#### [Jouw opdracht]
Kun je uit het fragment over sociologisch denken het stuk van "verdween -> onoverzichtelijk" tot en met "onderdeel ertoe doet." letterlijk weergeven?

#### [Gekozen fragment]
══════════

Sociologisch denken
SWK 4
HvA pedagogiek jaar 1
Inhoudsopgave
Hoorcollege 1: Inleiding Sociologie................................................................................................................. 2
Hoorcollege 2: Sociologisch analyseren.......................................................................................................... 6
Hoorcollege 3: Cognitieve bindingen.............................................................................................................. 8
Hoofdstuk 4: Affectieve bindingen............................................................................................................... 11
Hoorcollege 5: Het gezin.............................................................................................................................. 20
Hoorcollege 6: Sociale ongelijkheid.............................................................................................................. 24
Hoorcollege 7,.............................................................................................................................................. 27
Hoorcollege 8............................................................................................................................................... 30
Hoorcollege 9............................................................................................................................................... 34
Hoorcollege 10............................................................................................................................................. 37
Hoorcollege 11............................................................................................................................................. 41
Hoorcollege 12............................................................................................................................................. 45
TENTAMEN
- Belangrijkste begrippen, thema’s en theorieën kunnen benoemen
- Deze in eigen woorden uitleggen
- De begrippen en theorieën kunnen toepassen op praktijkvoorbeelden
- Ter ondersteuning: leesvragen + video’s op MijnHvA/ Brightspace
- Toets: 60 MC vragen, minimaal 42 goed
1
,Hoorcollege 1: Inleiding Sociologie
Hoorcollege 1, ma 15/4: Samenlevingen H1
Ontstaan sociologie
Kennis van vroegere samenlevingen is nodig om:
- Verantwoord te kunnen generaliseren: uitspraken te kunnen doen op een algemener
niveau dan dat van een afzonderlijke samenleving
- Verantwoord te kunnen specificeren: aan kunnen geven waarin een bepaalde
samenleving zich van andere onderscheidt
- Inzicht te krijgen op maatschappelijke ontwikkelingen, om na te kunnen gaan hoe
huidige samenlevingsvormen uit vroegere zijn voortgekomen
- Franse revolutie 1889: standenmaatschappij (adel, geestelijkheid, boeren, burgerij)
verdween -> onoverzichtelijk
- Gevolgen Industriële Revolutie 19e eeuw:
Arbeidsdeling: arbeidsproces werd opgeknipt, mechaniseren
Verstedelijking: mensen gingen zich vestigen in steden om dichtbij fabrieken te
wonen
Verdwijnen kerkelijke macht: secularisering
Samenleving werd complexer: andersdenkende mensen bij elkaar en maakten
afspraken over samenleven
Klassieke sociologen:
- Marx
Arbeidsdeling: kan ervoor zorgen dat je een stukje van het arbeidsproces voor
je rekening neemt
Vervreemding: niet echt het gevoel hebben dat jouw onderdeel ertoe doet.

══════════

#### [Gegevenslijst]
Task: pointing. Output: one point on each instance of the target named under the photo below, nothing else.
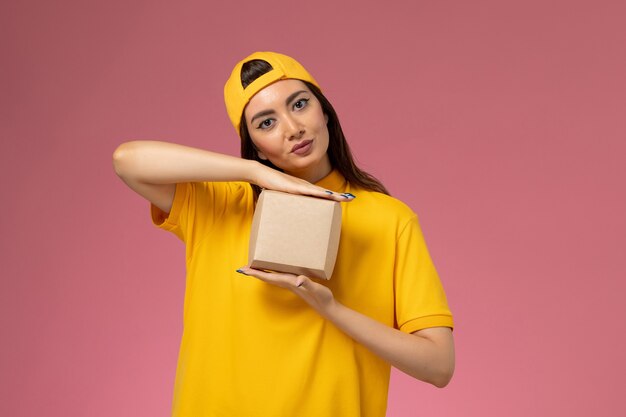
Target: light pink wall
(503, 124)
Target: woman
(274, 344)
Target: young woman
(273, 344)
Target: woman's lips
(302, 147)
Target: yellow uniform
(250, 349)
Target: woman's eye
(301, 103)
(266, 124)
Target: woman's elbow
(122, 158)
(443, 378)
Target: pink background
(503, 124)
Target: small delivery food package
(296, 234)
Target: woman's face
(288, 127)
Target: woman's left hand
(316, 295)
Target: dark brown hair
(338, 150)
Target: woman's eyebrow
(293, 96)
(263, 113)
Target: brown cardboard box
(296, 234)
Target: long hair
(338, 150)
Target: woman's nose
(293, 129)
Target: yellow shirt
(250, 349)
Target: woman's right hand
(271, 179)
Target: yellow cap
(283, 67)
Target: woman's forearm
(152, 162)
(427, 355)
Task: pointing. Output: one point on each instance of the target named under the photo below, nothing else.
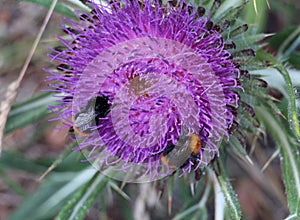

══════════

#### [Volledig antwoord]
verdween -> onoverzichtelijk
- Gevolgen Industriële Revolutie 19e eeuw:
Arbeidsdeling: arbeidsproces werd opgeknipt, mechaniseren
Verstedelijking: mensen gingen zich vestigen in steden om dichtbij fabrieken te
wonen
Verdwijnen kerkelijke macht: secularisering
Samenleving werd complexer: andersdenkende mensen bij elkaar en maakten
afspraken over samenleven
Klassieke sociologen:
- Marx
Arbeidsdeling: kan ervoor zorgen dat je een stukje van het arbeidsproces voor
je rekening neemt
Vervreemding: niet echt het gevoel hebben dat jouw onderdeel ertoe doet.